Entries taken from a collection:
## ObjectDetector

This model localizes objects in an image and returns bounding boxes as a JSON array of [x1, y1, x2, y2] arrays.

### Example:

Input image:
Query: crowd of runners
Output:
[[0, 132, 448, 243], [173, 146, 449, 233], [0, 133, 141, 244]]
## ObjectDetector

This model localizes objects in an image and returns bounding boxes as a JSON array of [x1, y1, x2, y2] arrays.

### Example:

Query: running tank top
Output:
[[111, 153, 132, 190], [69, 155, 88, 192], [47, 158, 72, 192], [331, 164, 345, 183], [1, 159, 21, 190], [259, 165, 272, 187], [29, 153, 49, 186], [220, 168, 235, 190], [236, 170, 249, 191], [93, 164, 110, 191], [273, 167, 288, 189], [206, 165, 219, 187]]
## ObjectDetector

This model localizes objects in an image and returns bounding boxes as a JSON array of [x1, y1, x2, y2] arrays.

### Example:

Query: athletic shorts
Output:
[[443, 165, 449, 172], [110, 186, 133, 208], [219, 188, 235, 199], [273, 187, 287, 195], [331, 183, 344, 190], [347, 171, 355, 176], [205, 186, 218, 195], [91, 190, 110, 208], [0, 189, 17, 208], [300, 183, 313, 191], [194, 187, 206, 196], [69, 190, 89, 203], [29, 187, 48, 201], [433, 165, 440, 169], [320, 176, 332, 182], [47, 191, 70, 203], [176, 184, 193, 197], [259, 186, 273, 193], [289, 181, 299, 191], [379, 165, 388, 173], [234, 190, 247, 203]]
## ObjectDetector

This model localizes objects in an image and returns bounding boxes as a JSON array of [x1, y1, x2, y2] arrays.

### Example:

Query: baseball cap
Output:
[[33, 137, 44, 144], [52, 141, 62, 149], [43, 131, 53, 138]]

Work instructions:
Copy out all lines from the records where the word "Query" appears.

Answer to the exercise:
Query: crowd of runners
Query: running tank top
Query: athletic shorts
Query: baseball cap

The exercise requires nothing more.